[Directions for this task] Please output only the lines that run from the line containing "On this medical scan, whereabouts is the palm" through the end of the material below, exactly.
— start of Given information —
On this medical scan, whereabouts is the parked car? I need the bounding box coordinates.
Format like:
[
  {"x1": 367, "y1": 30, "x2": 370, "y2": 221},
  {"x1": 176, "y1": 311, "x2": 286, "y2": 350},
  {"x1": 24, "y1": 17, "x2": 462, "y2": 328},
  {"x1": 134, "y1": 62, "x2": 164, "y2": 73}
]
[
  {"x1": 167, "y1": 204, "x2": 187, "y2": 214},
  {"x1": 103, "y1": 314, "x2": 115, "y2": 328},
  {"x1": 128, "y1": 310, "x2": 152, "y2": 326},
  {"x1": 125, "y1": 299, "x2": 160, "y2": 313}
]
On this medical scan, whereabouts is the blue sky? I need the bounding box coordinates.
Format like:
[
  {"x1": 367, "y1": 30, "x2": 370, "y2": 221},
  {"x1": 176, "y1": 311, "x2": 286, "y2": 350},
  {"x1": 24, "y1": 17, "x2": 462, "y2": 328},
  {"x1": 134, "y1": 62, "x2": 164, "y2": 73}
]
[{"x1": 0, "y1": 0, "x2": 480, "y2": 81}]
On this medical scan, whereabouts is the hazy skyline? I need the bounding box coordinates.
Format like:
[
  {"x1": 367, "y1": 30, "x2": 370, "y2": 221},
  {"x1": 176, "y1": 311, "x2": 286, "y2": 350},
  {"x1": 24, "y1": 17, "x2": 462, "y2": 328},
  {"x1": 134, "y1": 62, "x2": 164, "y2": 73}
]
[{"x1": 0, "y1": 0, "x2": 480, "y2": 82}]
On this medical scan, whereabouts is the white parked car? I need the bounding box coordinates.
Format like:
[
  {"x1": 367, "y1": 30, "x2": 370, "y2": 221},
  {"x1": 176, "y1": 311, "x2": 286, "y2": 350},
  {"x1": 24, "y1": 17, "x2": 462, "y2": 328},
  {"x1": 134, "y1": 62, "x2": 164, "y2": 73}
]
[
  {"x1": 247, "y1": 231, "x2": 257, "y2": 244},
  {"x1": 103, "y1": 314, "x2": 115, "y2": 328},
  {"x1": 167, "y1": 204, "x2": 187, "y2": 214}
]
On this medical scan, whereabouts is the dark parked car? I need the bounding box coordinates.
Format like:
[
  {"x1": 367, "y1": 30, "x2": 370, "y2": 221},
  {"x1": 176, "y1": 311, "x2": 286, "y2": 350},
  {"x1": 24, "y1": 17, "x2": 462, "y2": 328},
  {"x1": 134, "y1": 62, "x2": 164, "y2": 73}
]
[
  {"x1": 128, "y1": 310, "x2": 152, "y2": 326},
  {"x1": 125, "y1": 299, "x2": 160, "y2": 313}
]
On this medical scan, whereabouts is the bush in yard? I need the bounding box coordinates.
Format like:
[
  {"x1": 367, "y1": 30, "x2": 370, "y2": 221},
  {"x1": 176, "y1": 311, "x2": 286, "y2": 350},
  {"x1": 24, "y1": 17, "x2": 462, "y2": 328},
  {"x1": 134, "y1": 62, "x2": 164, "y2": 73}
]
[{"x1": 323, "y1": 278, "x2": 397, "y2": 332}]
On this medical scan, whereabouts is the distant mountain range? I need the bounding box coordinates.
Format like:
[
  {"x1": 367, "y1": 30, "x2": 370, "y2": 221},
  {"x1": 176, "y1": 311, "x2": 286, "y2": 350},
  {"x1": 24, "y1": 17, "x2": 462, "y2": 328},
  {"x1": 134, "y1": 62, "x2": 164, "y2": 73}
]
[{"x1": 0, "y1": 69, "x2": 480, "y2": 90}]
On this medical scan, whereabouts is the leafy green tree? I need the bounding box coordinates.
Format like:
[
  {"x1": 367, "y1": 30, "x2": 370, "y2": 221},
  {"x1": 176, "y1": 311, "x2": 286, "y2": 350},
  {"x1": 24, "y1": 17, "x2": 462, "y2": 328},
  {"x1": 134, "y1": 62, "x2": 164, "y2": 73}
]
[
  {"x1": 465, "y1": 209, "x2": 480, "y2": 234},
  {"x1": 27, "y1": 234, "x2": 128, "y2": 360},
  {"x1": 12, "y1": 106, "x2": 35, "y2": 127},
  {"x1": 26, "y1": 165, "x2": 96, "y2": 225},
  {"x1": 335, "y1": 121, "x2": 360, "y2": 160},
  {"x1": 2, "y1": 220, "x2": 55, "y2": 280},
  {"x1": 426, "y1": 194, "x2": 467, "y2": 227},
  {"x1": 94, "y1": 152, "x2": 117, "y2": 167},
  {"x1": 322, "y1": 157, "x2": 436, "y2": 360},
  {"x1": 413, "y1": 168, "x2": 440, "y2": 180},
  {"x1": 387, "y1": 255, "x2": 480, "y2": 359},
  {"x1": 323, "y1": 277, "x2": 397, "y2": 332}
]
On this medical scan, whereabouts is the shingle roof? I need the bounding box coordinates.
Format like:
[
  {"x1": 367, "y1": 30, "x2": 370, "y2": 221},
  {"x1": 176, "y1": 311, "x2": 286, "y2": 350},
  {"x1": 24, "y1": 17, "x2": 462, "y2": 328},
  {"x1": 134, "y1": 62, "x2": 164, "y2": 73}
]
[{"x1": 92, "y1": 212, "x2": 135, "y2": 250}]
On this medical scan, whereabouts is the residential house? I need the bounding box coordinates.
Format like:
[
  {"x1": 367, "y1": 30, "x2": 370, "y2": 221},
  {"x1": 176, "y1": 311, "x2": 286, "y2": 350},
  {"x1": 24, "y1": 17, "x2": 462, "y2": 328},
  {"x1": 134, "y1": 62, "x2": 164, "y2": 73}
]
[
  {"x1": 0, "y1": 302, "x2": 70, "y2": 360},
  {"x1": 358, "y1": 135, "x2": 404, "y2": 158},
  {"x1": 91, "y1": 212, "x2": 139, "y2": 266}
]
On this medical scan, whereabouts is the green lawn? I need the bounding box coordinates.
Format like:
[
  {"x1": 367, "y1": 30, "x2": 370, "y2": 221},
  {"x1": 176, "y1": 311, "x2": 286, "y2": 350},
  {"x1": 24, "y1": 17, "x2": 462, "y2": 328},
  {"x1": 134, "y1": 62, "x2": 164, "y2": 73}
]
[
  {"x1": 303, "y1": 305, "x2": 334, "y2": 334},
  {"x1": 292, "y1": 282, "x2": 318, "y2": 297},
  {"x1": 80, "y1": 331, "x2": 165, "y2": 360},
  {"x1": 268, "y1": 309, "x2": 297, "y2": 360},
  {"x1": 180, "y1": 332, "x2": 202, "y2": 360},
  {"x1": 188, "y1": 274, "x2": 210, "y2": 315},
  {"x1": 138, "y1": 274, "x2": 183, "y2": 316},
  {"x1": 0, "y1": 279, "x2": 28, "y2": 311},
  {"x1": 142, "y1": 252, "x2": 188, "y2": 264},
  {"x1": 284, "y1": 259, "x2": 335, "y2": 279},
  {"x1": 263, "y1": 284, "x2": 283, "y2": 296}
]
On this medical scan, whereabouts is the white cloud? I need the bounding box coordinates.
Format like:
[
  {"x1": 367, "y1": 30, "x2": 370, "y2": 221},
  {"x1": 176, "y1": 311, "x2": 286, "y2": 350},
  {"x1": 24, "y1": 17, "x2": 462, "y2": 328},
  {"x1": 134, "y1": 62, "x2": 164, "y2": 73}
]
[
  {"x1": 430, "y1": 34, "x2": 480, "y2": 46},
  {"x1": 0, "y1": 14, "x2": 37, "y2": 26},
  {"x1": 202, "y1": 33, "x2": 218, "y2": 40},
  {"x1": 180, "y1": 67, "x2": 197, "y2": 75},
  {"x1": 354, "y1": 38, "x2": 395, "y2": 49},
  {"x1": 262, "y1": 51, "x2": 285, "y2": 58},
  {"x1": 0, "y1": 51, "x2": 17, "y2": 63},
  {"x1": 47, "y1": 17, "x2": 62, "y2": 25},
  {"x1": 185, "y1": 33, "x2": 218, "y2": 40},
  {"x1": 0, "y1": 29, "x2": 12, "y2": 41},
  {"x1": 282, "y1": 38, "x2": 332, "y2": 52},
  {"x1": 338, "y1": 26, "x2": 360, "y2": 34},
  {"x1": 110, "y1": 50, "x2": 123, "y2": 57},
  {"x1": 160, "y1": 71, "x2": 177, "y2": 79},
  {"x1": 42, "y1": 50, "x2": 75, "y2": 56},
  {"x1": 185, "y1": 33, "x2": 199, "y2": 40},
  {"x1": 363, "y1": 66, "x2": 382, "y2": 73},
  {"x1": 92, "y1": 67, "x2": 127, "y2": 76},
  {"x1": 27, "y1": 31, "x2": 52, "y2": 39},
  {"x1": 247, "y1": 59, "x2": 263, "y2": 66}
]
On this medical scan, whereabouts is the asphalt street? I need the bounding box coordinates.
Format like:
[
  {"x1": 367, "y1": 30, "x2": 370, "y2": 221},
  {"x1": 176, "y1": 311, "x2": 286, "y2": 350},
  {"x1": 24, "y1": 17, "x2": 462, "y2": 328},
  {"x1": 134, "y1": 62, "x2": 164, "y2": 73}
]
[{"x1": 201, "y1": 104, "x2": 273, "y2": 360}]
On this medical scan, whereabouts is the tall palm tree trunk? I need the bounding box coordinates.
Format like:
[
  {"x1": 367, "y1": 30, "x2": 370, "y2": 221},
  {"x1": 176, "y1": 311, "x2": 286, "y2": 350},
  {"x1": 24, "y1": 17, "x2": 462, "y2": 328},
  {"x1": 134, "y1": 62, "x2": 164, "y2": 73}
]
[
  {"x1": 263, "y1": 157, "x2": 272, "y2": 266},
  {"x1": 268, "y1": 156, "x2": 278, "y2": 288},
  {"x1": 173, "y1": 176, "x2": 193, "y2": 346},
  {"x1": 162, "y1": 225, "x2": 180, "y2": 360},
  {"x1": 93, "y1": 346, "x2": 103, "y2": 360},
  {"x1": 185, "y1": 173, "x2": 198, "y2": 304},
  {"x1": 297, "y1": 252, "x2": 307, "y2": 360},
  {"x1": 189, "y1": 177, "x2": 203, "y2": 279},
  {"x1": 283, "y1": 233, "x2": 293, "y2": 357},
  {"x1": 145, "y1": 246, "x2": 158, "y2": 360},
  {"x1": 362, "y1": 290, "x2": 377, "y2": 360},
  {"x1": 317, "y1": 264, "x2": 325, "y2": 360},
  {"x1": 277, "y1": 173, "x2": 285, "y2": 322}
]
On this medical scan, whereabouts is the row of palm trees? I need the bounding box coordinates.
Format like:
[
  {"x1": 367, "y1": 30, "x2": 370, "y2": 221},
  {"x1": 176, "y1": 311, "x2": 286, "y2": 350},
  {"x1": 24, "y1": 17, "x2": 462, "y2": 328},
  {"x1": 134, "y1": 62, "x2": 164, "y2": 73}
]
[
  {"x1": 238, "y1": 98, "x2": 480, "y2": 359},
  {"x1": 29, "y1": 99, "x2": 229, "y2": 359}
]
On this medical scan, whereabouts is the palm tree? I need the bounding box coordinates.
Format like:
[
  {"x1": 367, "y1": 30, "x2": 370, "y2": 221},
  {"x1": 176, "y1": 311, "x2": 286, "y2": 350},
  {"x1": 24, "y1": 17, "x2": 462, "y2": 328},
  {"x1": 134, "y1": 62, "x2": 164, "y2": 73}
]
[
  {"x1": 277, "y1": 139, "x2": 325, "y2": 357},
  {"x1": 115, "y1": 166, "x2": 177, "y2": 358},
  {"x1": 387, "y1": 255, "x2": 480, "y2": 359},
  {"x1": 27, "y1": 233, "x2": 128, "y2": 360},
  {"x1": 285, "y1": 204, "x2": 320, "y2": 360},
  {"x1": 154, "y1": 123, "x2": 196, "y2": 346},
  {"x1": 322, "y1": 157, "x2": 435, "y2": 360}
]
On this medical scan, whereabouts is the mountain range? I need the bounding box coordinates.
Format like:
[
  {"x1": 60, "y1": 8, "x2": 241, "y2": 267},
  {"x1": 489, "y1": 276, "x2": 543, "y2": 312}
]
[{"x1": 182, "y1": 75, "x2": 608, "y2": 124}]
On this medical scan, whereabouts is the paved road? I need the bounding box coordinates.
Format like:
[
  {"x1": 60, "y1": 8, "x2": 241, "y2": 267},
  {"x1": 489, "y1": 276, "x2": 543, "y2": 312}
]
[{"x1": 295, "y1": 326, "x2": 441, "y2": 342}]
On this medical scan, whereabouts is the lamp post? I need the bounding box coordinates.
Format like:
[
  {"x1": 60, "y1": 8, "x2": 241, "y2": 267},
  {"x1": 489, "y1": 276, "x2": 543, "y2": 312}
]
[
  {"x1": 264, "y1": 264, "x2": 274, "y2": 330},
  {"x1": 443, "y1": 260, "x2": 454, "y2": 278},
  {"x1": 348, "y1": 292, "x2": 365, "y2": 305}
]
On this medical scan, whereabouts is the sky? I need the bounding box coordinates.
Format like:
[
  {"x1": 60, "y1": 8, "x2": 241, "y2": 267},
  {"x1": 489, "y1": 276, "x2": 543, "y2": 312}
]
— end of Given information —
[Task answer]
On this medical scan, whereabouts is the palm tree? I need the bounding box coordinates.
Format like:
[
  {"x1": 367, "y1": 30, "x2": 370, "y2": 221},
  {"x1": 176, "y1": 311, "x2": 286, "y2": 350},
  {"x1": 24, "y1": 17, "x2": 462, "y2": 328},
  {"x1": 134, "y1": 62, "x2": 164, "y2": 73}
]
[
  {"x1": 277, "y1": 139, "x2": 325, "y2": 357},
  {"x1": 115, "y1": 166, "x2": 177, "y2": 358},
  {"x1": 387, "y1": 255, "x2": 480, "y2": 359},
  {"x1": 27, "y1": 233, "x2": 128, "y2": 360},
  {"x1": 285, "y1": 204, "x2": 320, "y2": 360},
  {"x1": 154, "y1": 123, "x2": 196, "y2": 346},
  {"x1": 322, "y1": 157, "x2": 435, "y2": 360}
]
On this medical scan, whereabouts is the mountain range? I need the bounding box coordinates.
Format like:
[
  {"x1": 60, "y1": 8, "x2": 241, "y2": 267},
  {"x1": 489, "y1": 276, "x2": 543, "y2": 312}
]
[{"x1": 182, "y1": 75, "x2": 608, "y2": 124}]
On this medical scan, whereabouts is the paved road? I need the bounding box coordinates.
Format like:
[
  {"x1": 60, "y1": 8, "x2": 241, "y2": 267},
  {"x1": 489, "y1": 276, "x2": 543, "y2": 312}
]
[{"x1": 295, "y1": 326, "x2": 441, "y2": 342}]
On this medical scan, whereabouts is the lamp post? I need the bounding box coordinates.
Format like:
[
  {"x1": 60, "y1": 8, "x2": 241, "y2": 267},
  {"x1": 489, "y1": 276, "x2": 543, "y2": 312}
]
[
  {"x1": 264, "y1": 264, "x2": 274, "y2": 330},
  {"x1": 443, "y1": 260, "x2": 454, "y2": 278},
  {"x1": 348, "y1": 292, "x2": 365, "y2": 305}
]
On this medical scan, whereabouts is the sky? I need the bounding box coordinates.
Format like:
[
  {"x1": 60, "y1": 8, "x2": 241, "y2": 267},
  {"x1": 489, "y1": 276, "x2": 543, "y2": 312}
]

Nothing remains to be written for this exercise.